Non classé Vers une ville plus émancipatrice pour les femmes ?

Une femme en ville

Article paru dans le numéro de décembre d’Altermondes sous le titre Participation des habitants, quel genre de ville durable ?

Une femme en ville

Les femmes et les hommes n’ont pas les mêmes rôles, les mêmes responsabilités et les mêmes contraintes dans la vie courante. Elles et ils vivent donc l’espace urbain différemment.

Bien entendu, le niveau socio-économique, l’âge et d’autres facteurs, variant selon le contexte (l’origine ethnique, la nationalité, la religion, la caste, le degré de validité physique, etc.), influencent aussi l’usage de la ville, mais le genre est un facteur transversal qui détermine la manière dont on s’approprie la ville.

Quelques faits semblent universels, comme le rapport différent des femmes à la mobilité : elles utilisent davantage les transports en commun et pratiquent plus la marche à pied que les hommes. Ou encore leurs contraintes de temps : il leur est difficile de conjuguer le travail et les tâches familiales, elles mènent des activités plus sociales et communautaires que les hommes.

Elles anticipent enfin les dangers, ce qui les amène à limiter ou changer leur mobilité, au moins à certains moments de la journée. Ces facteurs créent des usages spatiaux différents.

Or, comme les femmes sont sous-représentées dans les diverses instances décisionnelles et institutionnelles, leurs spécificités par rapport à la manière de «vivre la ville» sont peu prises en compte, alors même qu’une approche transversale par le genre permettrait de produire les conditions de réalisation d’une ville émancipatrice et inclusive.

Si, globalement, la participation citoyenne à la démocratie urbaine est en hausse, les femmes peinent encore à y trouver leur place et à y faire entendre leurs intérêts et envies spécifiques.

DONNÉES EXTRAITES:
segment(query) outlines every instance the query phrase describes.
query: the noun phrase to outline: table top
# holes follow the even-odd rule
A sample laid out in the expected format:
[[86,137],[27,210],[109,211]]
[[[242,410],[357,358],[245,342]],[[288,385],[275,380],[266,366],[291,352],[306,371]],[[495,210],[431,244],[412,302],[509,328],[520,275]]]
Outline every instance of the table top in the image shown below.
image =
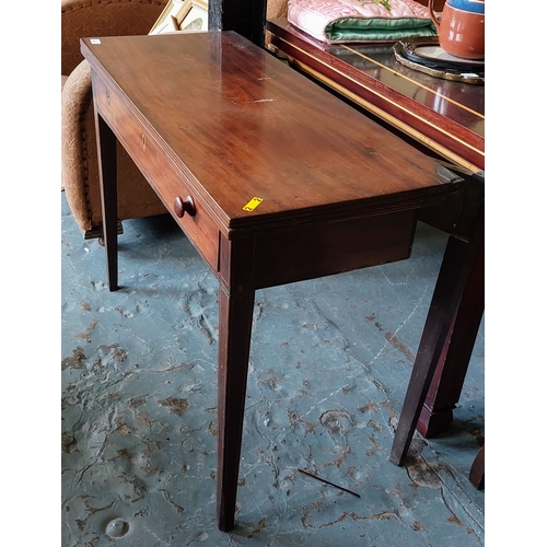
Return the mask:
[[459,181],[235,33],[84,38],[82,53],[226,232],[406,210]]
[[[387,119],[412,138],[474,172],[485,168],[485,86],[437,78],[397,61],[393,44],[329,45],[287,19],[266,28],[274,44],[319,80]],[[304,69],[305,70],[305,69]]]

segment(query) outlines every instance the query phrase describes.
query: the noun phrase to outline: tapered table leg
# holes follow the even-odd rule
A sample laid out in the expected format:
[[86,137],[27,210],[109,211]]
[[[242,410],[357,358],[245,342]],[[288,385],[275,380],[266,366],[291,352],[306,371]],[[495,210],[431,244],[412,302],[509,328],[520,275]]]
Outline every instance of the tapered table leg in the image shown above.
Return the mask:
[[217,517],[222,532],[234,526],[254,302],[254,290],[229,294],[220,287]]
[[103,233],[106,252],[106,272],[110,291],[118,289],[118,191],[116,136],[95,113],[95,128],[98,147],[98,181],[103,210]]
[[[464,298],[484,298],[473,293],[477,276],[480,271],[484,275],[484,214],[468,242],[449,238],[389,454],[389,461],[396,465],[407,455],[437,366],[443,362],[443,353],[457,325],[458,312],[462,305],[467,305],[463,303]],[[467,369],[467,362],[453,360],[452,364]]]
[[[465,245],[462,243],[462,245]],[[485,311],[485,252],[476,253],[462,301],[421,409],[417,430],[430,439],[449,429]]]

CONSIGNES:
1. Répondez à ces questions à partir de l'article :
(a) Quels deux modes de déplacement les femmes utilisent-elles davantage que les hommes ?
(b) Dans quelles instances les femmes sont-elles sous-représentées ?
(c) Dans quel numéro d'Altermondes l'article a-t-il paru ?
2. Recopiez fidèlement le passage de l'article qui commence aux mots « Les femmes et » et s'arrête après les mots « l’espace urbain différemment. ».
Seul l'article doit servir de source pour répondre.

RÉPONSES À L'EXERCICE:
1.
(a) Les transports en commun et la marche à pied.
(b) Dans les diverses instances décisionnelles et institutionnelles.
(c) Dans le numéro de décembre.

2.
Les femmes et les hommes n’ont pas les mêmes rôles, les mêmes responsabilités et les mêmes contraintes dans la vie courante. Elles et ils vivent donc l’espace urbain différemment.